# I do listen, sometimes...



## jw2170 (Jan 24, 2008)

I have been working on making some trinket boxes similar to Harry's boxes.

I used a template I had for some years after Mike sent me 3 different types of timber.

Routing the internal shape was relatively easy. Where my stumbling block was on making the plugs to enable to outside wall to be cut.

I got the table saw and sander out yesterday and made a plug for a small box I had cut and then did the outside using the skis.

That turned out OK, until I had an "oops" moment with the template trim cutter.

The small box was trimmed using the table saw and sander.

Still needs some finish.

I then remember that Harry mentioned in a post that the cutout for the template could be used as a circular plug, so I decided to make a 6" template.

I laid out the 6" edge and the added 10mm for the cutter offset ( I used a 10mm cutter in the Ryobi on the circle jig to make the template). If I calculated correctly, the offcut from the centre should be 6" and serve as a plug.

◇ ◇ ◇ ◇ ◇

Write out everything in the forum post on trinket boxes from "I have been" down to "template trim cutter.". The data that comes next is not needed.

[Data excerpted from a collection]
◇ ◇ ◇ ◇ ◇

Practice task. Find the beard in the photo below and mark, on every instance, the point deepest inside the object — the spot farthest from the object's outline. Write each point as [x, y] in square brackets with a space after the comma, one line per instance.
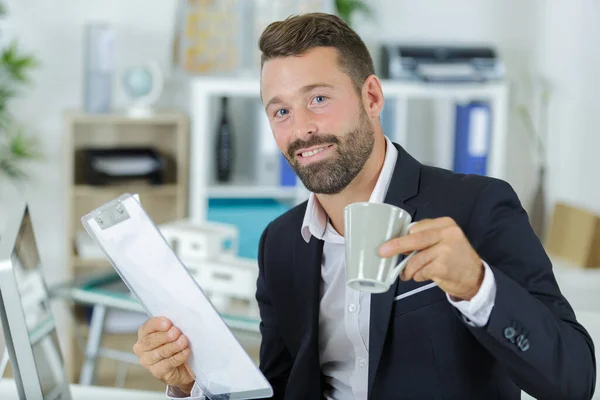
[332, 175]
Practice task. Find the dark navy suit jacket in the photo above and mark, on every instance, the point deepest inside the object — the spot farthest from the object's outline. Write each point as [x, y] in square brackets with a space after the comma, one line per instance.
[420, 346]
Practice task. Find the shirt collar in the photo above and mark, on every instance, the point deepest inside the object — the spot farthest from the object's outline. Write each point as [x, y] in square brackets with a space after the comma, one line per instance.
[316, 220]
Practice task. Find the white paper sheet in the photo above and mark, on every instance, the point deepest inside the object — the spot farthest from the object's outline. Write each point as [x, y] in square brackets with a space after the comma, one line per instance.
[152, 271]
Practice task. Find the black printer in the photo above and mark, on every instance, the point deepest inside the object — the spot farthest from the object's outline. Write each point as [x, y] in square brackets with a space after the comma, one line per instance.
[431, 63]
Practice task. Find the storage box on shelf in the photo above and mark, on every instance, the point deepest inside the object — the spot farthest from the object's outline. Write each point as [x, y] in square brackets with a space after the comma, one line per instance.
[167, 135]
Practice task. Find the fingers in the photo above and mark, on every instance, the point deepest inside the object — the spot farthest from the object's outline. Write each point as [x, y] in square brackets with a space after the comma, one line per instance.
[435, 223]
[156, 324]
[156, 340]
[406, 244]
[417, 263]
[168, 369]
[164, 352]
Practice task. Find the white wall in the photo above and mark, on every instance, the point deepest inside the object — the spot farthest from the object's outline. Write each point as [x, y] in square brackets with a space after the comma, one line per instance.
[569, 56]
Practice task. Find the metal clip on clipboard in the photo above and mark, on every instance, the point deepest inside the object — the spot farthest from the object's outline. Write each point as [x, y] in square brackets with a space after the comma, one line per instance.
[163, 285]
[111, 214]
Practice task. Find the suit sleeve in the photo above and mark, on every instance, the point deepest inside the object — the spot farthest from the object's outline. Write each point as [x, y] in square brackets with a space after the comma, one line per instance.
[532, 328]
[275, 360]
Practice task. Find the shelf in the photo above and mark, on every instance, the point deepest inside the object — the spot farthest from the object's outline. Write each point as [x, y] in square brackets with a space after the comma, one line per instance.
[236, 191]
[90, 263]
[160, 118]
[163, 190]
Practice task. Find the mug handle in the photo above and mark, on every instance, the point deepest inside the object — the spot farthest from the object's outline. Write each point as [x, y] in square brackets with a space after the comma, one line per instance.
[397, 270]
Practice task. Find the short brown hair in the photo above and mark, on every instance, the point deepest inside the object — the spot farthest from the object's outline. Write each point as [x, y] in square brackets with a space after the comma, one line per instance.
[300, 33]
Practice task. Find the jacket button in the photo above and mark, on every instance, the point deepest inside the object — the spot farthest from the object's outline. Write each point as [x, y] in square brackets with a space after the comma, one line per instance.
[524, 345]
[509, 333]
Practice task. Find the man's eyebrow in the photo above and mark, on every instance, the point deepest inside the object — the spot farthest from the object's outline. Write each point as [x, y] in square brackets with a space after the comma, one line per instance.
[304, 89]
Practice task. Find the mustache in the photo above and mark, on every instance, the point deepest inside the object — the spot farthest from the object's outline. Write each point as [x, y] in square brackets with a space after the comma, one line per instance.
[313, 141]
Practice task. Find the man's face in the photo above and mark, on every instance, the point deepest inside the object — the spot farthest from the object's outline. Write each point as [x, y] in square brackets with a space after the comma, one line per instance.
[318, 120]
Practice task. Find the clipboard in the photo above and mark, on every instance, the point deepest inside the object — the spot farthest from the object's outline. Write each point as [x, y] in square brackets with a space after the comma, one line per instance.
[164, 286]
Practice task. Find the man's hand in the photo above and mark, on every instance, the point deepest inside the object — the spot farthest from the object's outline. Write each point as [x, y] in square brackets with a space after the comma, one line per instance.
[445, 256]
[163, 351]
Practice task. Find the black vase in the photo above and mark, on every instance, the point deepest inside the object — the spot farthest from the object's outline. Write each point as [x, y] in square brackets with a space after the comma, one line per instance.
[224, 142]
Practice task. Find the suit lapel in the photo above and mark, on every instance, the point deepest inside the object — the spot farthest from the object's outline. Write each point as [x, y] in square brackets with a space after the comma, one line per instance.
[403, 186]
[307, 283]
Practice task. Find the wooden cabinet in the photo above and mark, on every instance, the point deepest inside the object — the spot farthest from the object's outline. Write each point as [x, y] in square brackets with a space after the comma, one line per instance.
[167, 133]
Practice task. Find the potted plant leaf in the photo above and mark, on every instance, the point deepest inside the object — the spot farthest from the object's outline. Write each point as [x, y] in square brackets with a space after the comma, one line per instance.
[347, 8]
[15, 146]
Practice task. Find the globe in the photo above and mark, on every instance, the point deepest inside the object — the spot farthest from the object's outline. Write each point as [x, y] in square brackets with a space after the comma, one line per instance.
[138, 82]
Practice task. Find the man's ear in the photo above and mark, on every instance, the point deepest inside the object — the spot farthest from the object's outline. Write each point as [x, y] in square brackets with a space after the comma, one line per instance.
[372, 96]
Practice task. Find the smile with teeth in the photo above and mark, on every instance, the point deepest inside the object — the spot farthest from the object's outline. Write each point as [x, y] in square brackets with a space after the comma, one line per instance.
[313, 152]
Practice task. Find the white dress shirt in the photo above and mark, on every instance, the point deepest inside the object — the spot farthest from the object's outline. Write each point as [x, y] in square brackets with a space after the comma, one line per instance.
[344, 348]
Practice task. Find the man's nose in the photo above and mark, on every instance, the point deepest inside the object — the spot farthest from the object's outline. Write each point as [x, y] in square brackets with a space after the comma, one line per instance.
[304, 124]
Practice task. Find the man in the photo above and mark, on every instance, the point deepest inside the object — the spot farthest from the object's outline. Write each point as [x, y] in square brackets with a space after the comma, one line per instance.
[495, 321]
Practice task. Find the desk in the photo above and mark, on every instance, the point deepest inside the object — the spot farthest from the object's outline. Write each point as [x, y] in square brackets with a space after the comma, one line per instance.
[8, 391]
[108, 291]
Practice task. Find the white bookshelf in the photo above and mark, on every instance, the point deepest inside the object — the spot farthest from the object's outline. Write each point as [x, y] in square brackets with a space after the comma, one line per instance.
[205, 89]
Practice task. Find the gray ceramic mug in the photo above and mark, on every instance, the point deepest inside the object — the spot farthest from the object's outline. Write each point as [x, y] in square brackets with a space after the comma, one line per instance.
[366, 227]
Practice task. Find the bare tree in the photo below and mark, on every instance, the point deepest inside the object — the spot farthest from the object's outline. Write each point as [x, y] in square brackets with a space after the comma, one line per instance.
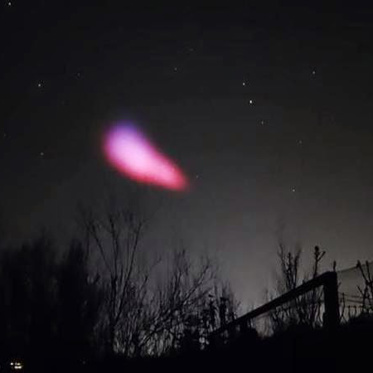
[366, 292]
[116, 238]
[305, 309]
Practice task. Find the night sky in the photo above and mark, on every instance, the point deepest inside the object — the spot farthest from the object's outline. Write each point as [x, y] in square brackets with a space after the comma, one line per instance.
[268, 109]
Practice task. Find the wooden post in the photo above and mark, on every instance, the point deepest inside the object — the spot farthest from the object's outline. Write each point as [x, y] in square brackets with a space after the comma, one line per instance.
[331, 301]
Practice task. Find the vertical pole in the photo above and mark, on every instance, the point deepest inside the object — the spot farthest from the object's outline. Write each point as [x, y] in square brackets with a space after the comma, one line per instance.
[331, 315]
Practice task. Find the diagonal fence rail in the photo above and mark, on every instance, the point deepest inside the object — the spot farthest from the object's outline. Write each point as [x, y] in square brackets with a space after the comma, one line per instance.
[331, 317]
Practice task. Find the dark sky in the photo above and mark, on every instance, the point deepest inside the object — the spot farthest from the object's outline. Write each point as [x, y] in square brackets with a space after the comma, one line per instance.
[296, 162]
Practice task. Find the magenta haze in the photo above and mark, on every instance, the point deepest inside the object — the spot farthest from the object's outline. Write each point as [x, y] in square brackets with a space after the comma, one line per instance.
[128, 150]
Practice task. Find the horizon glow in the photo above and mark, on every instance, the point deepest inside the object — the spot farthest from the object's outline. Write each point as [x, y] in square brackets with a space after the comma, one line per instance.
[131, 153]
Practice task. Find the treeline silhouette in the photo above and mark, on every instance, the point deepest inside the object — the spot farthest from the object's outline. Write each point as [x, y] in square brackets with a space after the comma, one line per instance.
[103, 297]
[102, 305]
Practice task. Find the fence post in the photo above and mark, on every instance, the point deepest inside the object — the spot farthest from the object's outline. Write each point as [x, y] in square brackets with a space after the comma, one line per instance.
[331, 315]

◇ ◇ ◇ ◇ ◇

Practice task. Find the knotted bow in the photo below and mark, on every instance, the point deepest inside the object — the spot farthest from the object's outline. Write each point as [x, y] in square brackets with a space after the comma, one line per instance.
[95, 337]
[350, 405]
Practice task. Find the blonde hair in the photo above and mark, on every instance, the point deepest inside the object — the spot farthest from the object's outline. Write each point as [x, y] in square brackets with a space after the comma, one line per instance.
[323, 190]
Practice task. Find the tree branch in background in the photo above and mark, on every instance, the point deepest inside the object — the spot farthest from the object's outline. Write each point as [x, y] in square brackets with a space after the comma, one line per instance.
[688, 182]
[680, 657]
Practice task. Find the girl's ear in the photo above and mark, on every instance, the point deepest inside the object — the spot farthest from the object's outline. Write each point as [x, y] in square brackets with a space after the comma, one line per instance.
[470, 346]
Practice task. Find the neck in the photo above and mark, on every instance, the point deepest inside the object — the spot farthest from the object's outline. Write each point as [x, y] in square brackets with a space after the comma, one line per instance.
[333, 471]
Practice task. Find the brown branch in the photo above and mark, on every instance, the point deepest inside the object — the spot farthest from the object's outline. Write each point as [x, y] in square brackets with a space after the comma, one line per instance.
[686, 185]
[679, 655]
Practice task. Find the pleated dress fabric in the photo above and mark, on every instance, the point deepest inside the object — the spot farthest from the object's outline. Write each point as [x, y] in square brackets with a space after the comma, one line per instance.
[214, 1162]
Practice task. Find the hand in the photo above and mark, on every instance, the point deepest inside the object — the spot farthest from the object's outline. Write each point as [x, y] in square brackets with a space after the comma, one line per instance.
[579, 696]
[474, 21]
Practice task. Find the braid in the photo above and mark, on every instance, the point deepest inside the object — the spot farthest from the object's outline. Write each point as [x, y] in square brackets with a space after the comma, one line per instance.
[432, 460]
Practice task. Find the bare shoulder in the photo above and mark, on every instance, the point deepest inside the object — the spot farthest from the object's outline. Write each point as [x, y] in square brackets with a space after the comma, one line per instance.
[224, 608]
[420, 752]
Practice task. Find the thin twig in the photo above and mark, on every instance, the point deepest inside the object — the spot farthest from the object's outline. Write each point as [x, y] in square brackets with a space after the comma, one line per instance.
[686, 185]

◇ ◇ ◇ ◇ ◇

**The output**
I have been working on making some trinket boxes similar to Harry's boxes.

I used a template I had for some years after Mike sent me 3 different types of timber.

Routing the internal shape was relatively easy. Where my stumbling block was on making the plugs to enable to outside wall to be cut.

I got the table saw and sander out yesterday and made a plug for a small box I had cut and then did the outside using the skis.

That turned out OK, until I had an "oops" moment with the template trim cutter.